--- WHAT NEEDS TO BE DONE ---
Locate every line in the records below that contains the word "jacket", and copy each one.

Image point grounding data:
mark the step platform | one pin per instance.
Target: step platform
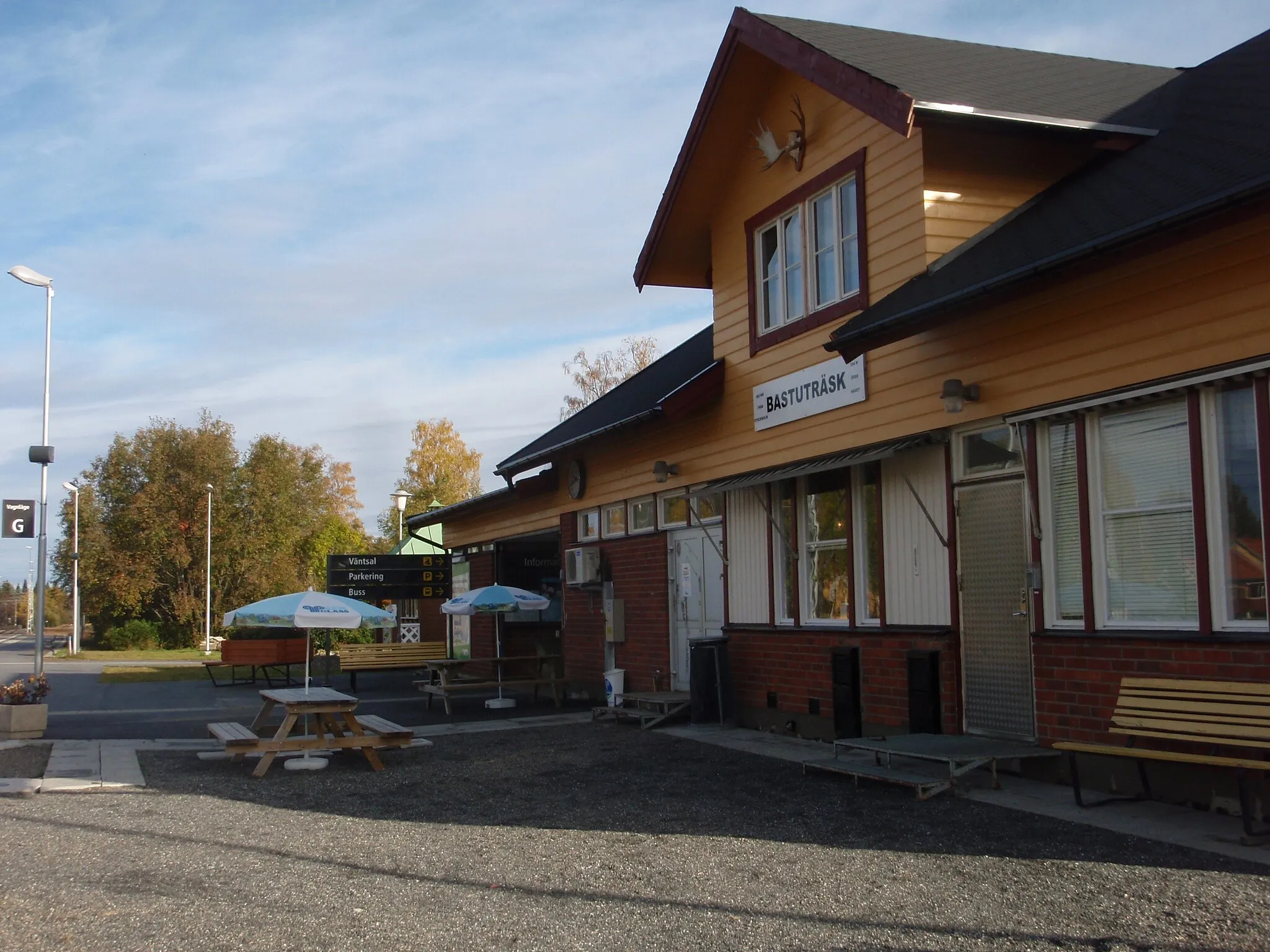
(929, 763)
(649, 707)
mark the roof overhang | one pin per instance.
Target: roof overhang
(863, 90)
(860, 334)
(693, 394)
(536, 485)
(821, 464)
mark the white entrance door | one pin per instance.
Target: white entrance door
(696, 594)
(996, 648)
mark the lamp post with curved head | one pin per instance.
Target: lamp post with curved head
(75, 628)
(207, 610)
(401, 496)
(42, 455)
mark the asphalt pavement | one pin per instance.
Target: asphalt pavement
(83, 708)
(591, 837)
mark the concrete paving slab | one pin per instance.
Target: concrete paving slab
(120, 767)
(18, 786)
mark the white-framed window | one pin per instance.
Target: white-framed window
(642, 516)
(785, 550)
(1233, 489)
(613, 522)
(1060, 511)
(822, 232)
(588, 524)
(866, 523)
(1143, 521)
(708, 508)
(826, 547)
(672, 509)
(990, 451)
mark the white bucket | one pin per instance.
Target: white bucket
(614, 683)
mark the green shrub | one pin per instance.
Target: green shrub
(134, 633)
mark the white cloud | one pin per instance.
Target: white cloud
(328, 221)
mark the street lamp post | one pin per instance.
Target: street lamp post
(42, 455)
(75, 627)
(399, 498)
(207, 610)
(31, 592)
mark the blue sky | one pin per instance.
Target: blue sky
(327, 220)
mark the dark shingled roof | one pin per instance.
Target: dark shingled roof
(634, 400)
(1213, 151)
(992, 77)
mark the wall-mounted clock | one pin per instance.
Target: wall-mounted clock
(577, 479)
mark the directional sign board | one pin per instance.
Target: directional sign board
(19, 518)
(370, 578)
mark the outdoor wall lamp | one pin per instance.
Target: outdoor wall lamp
(956, 395)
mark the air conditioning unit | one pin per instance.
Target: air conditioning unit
(582, 565)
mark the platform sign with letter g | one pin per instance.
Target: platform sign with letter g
(19, 518)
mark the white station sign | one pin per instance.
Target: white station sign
(810, 391)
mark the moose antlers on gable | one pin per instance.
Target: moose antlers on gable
(796, 148)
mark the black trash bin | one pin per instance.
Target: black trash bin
(710, 681)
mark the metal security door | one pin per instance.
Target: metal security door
(996, 645)
(696, 596)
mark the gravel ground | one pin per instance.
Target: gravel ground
(588, 837)
(27, 760)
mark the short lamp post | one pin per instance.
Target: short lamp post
(42, 455)
(75, 624)
(401, 498)
(207, 607)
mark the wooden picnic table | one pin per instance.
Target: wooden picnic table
(443, 677)
(331, 712)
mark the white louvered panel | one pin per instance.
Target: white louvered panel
(747, 558)
(916, 563)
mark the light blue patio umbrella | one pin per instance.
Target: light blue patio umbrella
(309, 610)
(495, 599)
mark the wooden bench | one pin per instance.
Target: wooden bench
(1213, 714)
(355, 658)
(445, 690)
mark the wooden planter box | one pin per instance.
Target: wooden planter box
(263, 651)
(23, 721)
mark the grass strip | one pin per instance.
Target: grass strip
(133, 674)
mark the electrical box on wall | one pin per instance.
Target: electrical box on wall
(582, 565)
(615, 620)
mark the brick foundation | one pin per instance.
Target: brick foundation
(797, 667)
(638, 569)
(1077, 678)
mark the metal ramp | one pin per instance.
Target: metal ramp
(929, 763)
(649, 707)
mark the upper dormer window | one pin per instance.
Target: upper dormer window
(808, 255)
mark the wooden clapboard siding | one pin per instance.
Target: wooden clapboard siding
(747, 559)
(916, 563)
(992, 172)
(1197, 302)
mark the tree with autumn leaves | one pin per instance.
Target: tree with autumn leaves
(277, 511)
(440, 467)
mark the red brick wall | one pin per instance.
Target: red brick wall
(483, 625)
(797, 666)
(1078, 678)
(638, 568)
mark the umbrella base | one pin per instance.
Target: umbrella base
(305, 763)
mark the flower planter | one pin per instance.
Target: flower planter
(23, 721)
(263, 651)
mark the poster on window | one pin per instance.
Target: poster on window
(826, 386)
(461, 625)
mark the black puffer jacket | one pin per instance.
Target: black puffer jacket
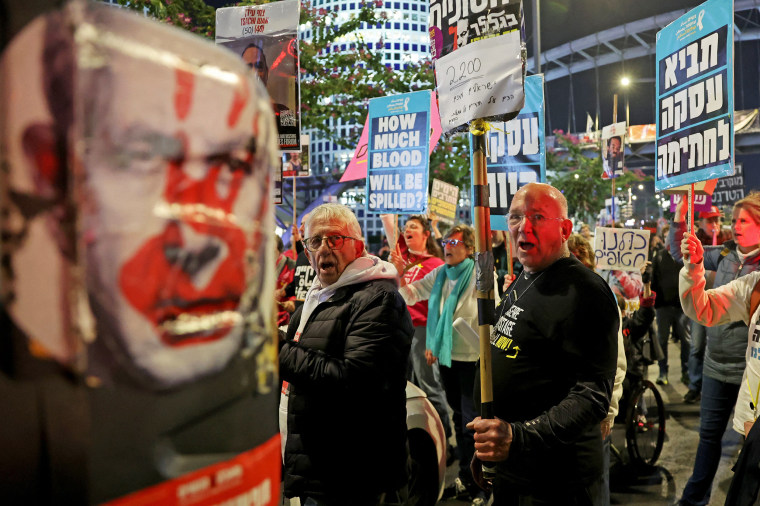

--- TASK RESULT ---
mark the black puffer jacket | one pin per instance.
Target: black puffer jacket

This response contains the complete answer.